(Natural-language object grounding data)
^^^^

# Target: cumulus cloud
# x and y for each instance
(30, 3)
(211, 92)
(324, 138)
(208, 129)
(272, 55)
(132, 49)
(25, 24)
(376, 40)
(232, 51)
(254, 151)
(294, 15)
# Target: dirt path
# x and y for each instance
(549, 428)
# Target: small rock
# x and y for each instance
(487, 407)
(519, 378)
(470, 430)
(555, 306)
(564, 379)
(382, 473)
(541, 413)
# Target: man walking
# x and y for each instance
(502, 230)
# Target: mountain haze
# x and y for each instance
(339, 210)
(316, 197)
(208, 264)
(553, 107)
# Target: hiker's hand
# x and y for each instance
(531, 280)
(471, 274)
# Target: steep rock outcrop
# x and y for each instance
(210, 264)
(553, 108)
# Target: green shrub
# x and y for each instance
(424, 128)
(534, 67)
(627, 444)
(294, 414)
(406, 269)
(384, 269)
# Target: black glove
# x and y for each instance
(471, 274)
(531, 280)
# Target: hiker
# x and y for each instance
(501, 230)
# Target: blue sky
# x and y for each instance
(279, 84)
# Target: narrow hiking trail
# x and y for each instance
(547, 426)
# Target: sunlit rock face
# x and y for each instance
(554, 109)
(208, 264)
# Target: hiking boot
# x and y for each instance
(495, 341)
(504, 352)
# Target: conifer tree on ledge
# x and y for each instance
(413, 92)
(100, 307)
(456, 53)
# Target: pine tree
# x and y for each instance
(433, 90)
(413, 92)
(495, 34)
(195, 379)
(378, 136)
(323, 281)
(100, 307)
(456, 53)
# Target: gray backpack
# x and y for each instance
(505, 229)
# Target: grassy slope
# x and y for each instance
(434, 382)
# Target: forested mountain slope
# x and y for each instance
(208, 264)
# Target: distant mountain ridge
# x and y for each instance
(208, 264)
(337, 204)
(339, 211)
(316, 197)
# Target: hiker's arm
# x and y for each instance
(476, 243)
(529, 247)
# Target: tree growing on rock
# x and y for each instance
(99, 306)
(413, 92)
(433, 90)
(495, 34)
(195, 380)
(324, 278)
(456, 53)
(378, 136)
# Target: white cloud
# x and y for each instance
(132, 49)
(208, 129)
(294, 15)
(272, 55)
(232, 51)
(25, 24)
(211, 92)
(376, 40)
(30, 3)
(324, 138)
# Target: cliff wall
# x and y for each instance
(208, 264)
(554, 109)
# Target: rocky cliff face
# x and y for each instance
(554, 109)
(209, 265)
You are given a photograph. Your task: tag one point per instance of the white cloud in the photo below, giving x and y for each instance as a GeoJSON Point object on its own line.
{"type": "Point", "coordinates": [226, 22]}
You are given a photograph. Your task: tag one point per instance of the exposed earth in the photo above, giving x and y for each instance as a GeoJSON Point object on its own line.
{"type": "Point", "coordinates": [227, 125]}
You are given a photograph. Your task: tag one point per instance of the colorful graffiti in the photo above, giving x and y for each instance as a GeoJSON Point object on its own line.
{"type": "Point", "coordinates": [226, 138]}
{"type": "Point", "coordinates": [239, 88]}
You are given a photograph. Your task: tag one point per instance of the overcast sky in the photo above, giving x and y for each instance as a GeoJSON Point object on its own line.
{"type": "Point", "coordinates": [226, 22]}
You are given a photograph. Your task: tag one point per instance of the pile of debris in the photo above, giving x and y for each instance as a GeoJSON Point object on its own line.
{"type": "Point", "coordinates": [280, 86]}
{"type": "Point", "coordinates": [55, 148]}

^^^^

Could you retype every record above exactly as it appears?

# Target: cumulus cloud
# x and y for each instance
(30, 3)
(211, 92)
(324, 138)
(208, 129)
(272, 55)
(132, 49)
(25, 24)
(376, 40)
(232, 51)
(254, 151)
(294, 15)
# Target: dirt path
# x and y for each instance
(549, 428)
# Target: small rock
# x and y for each instance
(487, 407)
(519, 378)
(470, 430)
(555, 306)
(564, 379)
(382, 473)
(541, 413)
# Target: man walking
# x and y for each instance
(502, 230)
# Target: mountain haze
# x and y for each instance
(339, 210)
(316, 197)
(208, 264)
(553, 107)
# Target: hiker's hand
# x and y for each instance
(531, 280)
(471, 274)
# Target: steep rock outcrop
# x and y for each instance
(210, 264)
(553, 108)
# Target: green shrub
# x and y for each instance
(424, 128)
(534, 67)
(627, 444)
(294, 414)
(406, 269)
(384, 269)
# Target: black glove
# x and y for each instance
(471, 274)
(531, 280)
# Target: hiker
# x and y for each instance
(501, 230)
# Target: blue sky
# x and y for each instance
(279, 84)
# Target: narrow hiking trail
# x and y for each instance
(547, 426)
# Target: sunlit rock face
# x and y for each instance
(554, 109)
(208, 264)
# Target: hiking boot
# x and y for each instance
(495, 341)
(504, 352)
# Target: conifer tree on ledge
# x and y for each instance
(413, 92)
(100, 307)
(456, 53)
# Target: pine tree
# x and y for each instance
(433, 90)
(413, 92)
(495, 34)
(195, 379)
(378, 136)
(323, 281)
(100, 307)
(456, 53)
# Target: gray backpack
# x and y for each instance
(505, 229)
# Target: grassy slope
# x and y for each instance
(434, 382)
# Target: forested mountain slope
# x and y for each instance
(208, 264)
# Target: distant mountain ridge
# x and y for each instance
(208, 264)
(337, 204)
(339, 211)
(316, 197)
# Target: hiker's arm
# x and y for each instance
(476, 243)
(529, 247)
# Target: tree growing on rock
# x and y for each instance
(99, 306)
(413, 92)
(433, 90)
(495, 34)
(195, 380)
(324, 278)
(456, 53)
(378, 136)
# Target: white cloud
# x and y for each instance
(132, 49)
(208, 129)
(294, 15)
(272, 55)
(232, 51)
(25, 24)
(211, 92)
(376, 40)
(30, 3)
(324, 138)
# Target: cliff wall
# x and y for each instance
(208, 264)
(554, 109)
# Target: rocky cliff face
# x and y for each instance
(554, 109)
(209, 265)
You are given a photograph. Your task: tag one point per instance of the white cloud in the photo below, giving x and y for each instance as a GeoJSON Point object on its own line.
{"type": "Point", "coordinates": [226, 22]}
You are given a photograph. Your task: tag one point per instance of the exposed earth in the photo above, giving x and y for each instance as a GeoJSON Point object on its own line.
{"type": "Point", "coordinates": [227, 125]}
You are given a photograph. Your task: tag one point per instance of the colorful graffiti in the photo above, giving x and y for each instance as a GeoJSON Point object on its own line.
{"type": "Point", "coordinates": [226, 138]}
{"type": "Point", "coordinates": [239, 88]}
You are given a photograph. Your task: tag one point per instance of the overcast sky in the photo above, giving x and y for each instance as a GeoJSON Point object on its own line.
{"type": "Point", "coordinates": [226, 22]}
You are given a photograph. Your task: tag one point per instance of the pile of debris in the photo above, giving x and y for each instance as a GeoJSON Point object on its own line.
{"type": "Point", "coordinates": [280, 86]}
{"type": "Point", "coordinates": [55, 148]}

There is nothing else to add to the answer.